— TUGAS YANG DIBERIKAN 1 —
Menurut kutipan tentang Gubernur DIY, mengapa beliau tidak bersedia dipilih lagi?
— TUGAS YANG DIBERIKAN 2 —
Ubahlah paragraf dalam kutipan tentang Gubernur DIY yang diawali "Ketika ribuan kepala desa" menjadi daftar berbutir yang memuat setiap keadaan yang disebutkan.

— KUTIPAN UNTUK DIBACA —

Hmm.. begitulah headline KR hari kemarin (10 Maret 2008) ketika menjelaskan mengapa beliau tidak bersedia dipilih lagi menjadi Gubernur DIY. Katanya agar pemerintah pusat mempercepat RUUK (Rencana Undang-undang Keistimewaan) DIY. Dan ya, boleh saja Pak Sultan merencanakan strategi seperti itu..
Ketika ribuan kepala desa unjuk rasa agar Gubernur Jogja ditetapkan dan bukan dipilih, ketika kalangan akademisi mulai melihat secercah cahaya demokrasi, ketika mahasiswa merasa Sultan mereka pro perubahan ke arah keterbukaan dan mulai melepaskan aspek feodalisme dalam tata pemerintahan, ketika beberapa balon Gubernur sudah mulai menabung dan kampanye diam-diam, ketika partai-partai sudah mulai mengelus-elus calon..
Eh, ternyata itu semua hanya manuver politik!

— DATA YANG TERSEDIA —
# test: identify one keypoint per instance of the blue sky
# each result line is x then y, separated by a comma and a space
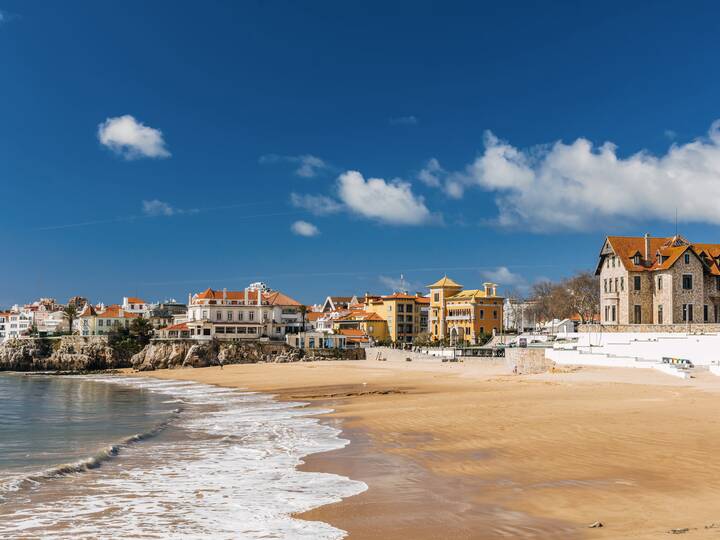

— JAWABAN LENGKAP 1 —
Beliau tidak bersedia dipilih lagi agar pemerintah pusat mempercepat RUUK (Rencana Undang-undang Keistimewaan) DIY.

— JAWABAN LENGKAP 2 —
- Ribuan kepala desa berunjuk rasa agar Gubernur Jogja ditetapkan, bukan dipilih.
- Kalangan akademisi mulai melihat secercah cahaya demokrasi.
- Mahasiswa merasa Sultan mereka mendukung perubahan ke arah keterbukaan dan mulai melepaskan aspek feodalisme dalam tata pemerintahan.
- Beberapa bakal calon gubernur sudah mulai menabung dan berkampanye diam-diam.
- Partai-partai sudah mulai mengelus-elus calon.